Attention needs to focus on exposing and re-negotiating the broken science-society contract. Given the rupture to the contract outlined here, we call for a halt on all further IPCC assessments until governments are willing to fulfil their responsibilities in good faith and mobilise action to secure a safe level of global warming. This option is the only way to overcome the tragedy of climate change science.
Readers might agree with our framing of this tragedy but disagree with our assessment of options. Some may want greater detail on what a moratorium could encompass or worry it may damage the credibility and objectivity of the scientific community.
However, we question whether it is our “duty” to use public funds to continue to refine the state of climate change knowledge (which is unlikely to lead to the actions required), or whether a more radical approach will serve society better.
We have reached a critical juncture for humanity and the planet. Given the unfolding tragedy, a moratorium on climate change research is the only responsible option for revealing and then restoring the broken science-society contract. The other two options are seductive but offer false hope.

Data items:
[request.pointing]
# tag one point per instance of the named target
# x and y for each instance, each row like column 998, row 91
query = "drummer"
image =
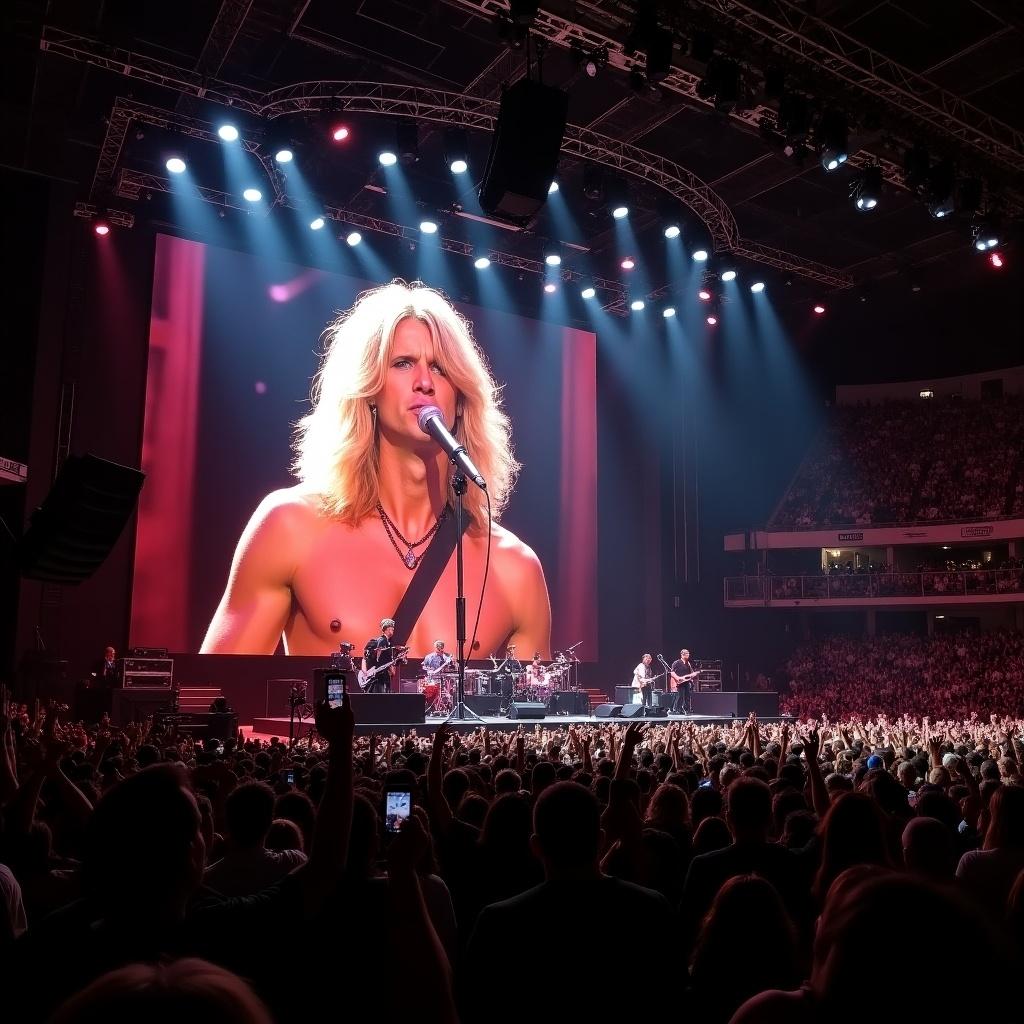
column 535, row 672
column 435, row 660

(Required task 1): Quote every sentence in the passage on climate change research that contains the word "tragedy."
(Required task 2): Transcribe everything in the passage on climate change research from "Readers might agree" down to "offer false hope.".

(Solution 1):
This option is the only way to overcome the tragedy of climate change science.
Readers might agree with our framing of this tragedy but disagree with our assessment of options.
Given the unfolding tragedy, a moratorium on climate change research is the only responsible option for revealing and then restoring the broken science-society contract.

(Solution 2):
Readers might agree with our framing of this tragedy but disagree with our assessment of options. Some may want greater detail on what a moratorium could encompass or worry it may damage the credibility and objectivity of the scientific community.
However, we question whether it is our “duty” to use public funds to continue to refine the state of climate change knowledge (which is unlikely to lead to the actions required), or whether a more radical approach will serve society better.
We have reached a critical juncture for humanity and the planet. Given the unfolding tragedy, a moratorium on climate change research is the only responsible option for revealing and then restoring the broken science-society contract. The other two options are seductive but offer false hope.